- _CONSIGNE_: Dans l'article sur les partis politiques dans les transitions démocratiques, condensez en trois phrases au plus le paragraphe qui commence par « Les partis sont-ils les acteurs essentiels » sans perdre ses idées principales.

- _TEXTE DU DOCUMENT_:
Penser les partis politiques dans les transitions démocratiques

 Penser les partis politiques dans les transitions démocratiques

Les dirigeants des partis politiques tunisiens (G à D) : Ghannouchi


 


Hatem M’rad


Professeur de science politique


 


Les partis sont-ils les acteurs essentiels des transitions démocratiques ou ne sont-ils, en définitive, que des obstacles à leur réalisation ? Les partis politiques ont-ils les moyens de conduire la transition ? Ont-ils vocation à transformer le pluralisme partisan en pluralisme d’opinion ou de promouvoir la culture démocratique ? Questions qu’on ne peut éviter, ni occulter, qui montrent les dilemmes du rôle des partis au sortir de l’autoritarisme. Les partis sont certes des outils de la démocratie, mais comment peuvent-ils dans une phase de transition construire la démocratie alors qu’ils sont eux-mêmes et simultanément en voie de construction ?

- _MATÉRIEL FOURNI_:
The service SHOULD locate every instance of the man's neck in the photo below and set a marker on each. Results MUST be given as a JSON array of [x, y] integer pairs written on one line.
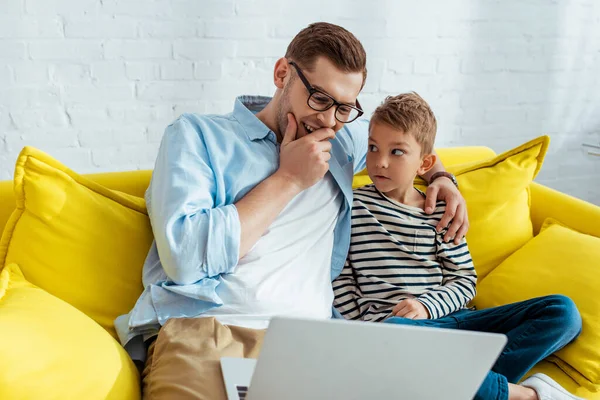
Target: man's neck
[[268, 116]]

- _RÉSULTAT_: Les partis sont-ils les acteurs essentiels des transitions démocratiques ou des obstacles à leur réalisation, ont-ils les moyens de les conduire et doivent-ils transformer le pluralisme partisan en pluralisme d'opinion ou promouvoir la culture démocratique ? Ces questions inévitables montrent les dilemmes de leur rôle au sortir de l'autoritarisme. Outils de la démocratie, comment peuvent-ils la construire pendant la transition alors qu'ils sont eux-mêmes en voie de construction ?